PROBLEMS:
- a) In the passage about the shape of the Earth, which satellite measured the Earth's gravitational pull in 1958?
- b) Pick up the passage about the shape of the Earth right after its last sentence and keep writing.
-- START DOCUMENT SEGMENT --
To put it another way, on a flat surface, curvature is 0 per mile everywhere. On Earth’s spherical surface, curvature is 0.000126 per mile everywhere (or 8 inches per mile). On Earth’s oblate spheroidical surface, the curvature varies from 7.973 inches to the mile to 8.027 inches to the mile.

The correction in going from spherical to oblate spheroidal is much smaller than going from flat to spherical. Therefore, although the notion of the Earth as sphere is wrong, strictly speaking, it is not as wrong as the notion of the Earth as flat.

Even the oblate-spheroidal notion of the Earth is wrong, strictly speaking. In 1958, when the satellite Vanguard 1 was put into orbit about the Earth, it was able to measure the local gravitational pull of the Earth—and therefore its shape—with unprecedented precision. It turned out that the equatorial bulge south of the equator was slightly bulgier than the bulge north of the equator, and that the South Pole sea level was slightly nearer the center of the Earth than the North Pole sea level was.

There seemed no other way of describing this than by saying the Earth was pearshaped and at once many people decided that the Earth was nothing like a sphere but was shaped like a Bartlett pear dangling in space. Actually, the pearlike deviation from oblate-spheroid perfect was a matter of yards rather than miles and the adjustment of curvature was in the millionths of an inch per mile.

In short, my English Lit friend, living in a mental world of absolute rights and wrongs, may be imagining that because all theories are wrong, the Earth may be thought spherical now, but cubical next century, and a hollow icosahedron the next, and a doughnut shape the one after.

What actually happens is that once scientists get hold of a good concept they gradually refine and extend if with a greater and greater subtlety as their instruments of measurement improve. Theories are not so much wrong as incomplete.
-- END DOCUMENT SEGMENT --
-- START DATA EXTRACT --
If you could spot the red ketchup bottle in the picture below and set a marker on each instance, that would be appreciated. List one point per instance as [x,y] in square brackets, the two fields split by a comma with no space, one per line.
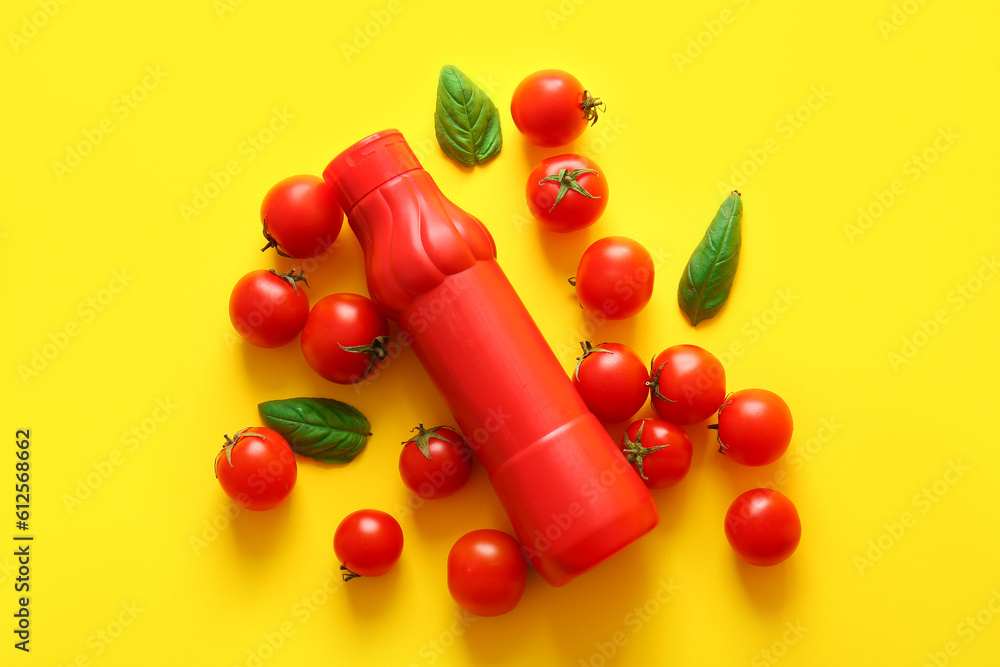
[567,489]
-- END DATA EXTRACT --
RESULTS OF THE TASKS:
- a) Vanguard 1

- b)
This can be pointed out in many other cases than just the shape of the Earth. Even when a new theory seems to represent a revolution, it usually arises out of small refinements. If something more than a small refinement were needed, then the old theory would never have endured.

Copernicus switched from an Earth-centered planetary system to a Sun-centered one. In doing so, he switched from something that was obvious to something that was apparently ridiculous. However, it was a matter of finding better ways of calculating the motion of the planets in the sky and, eventually, the geocentric theory was just left behind. It was precisely because the old theory gave results that were fairly good by the measurement standards of the time that kept it in being so long.

Again, it is because the geological formations of the Earth change so slowly and the living things upon it evolve so slowly that it seemed reasonable at first to suppose that there was no change and that Earth and life always existed as they do today. If that were so, it would make no difference whether Earth and life were billions of years old or thousands. Thousands were easier to grasp.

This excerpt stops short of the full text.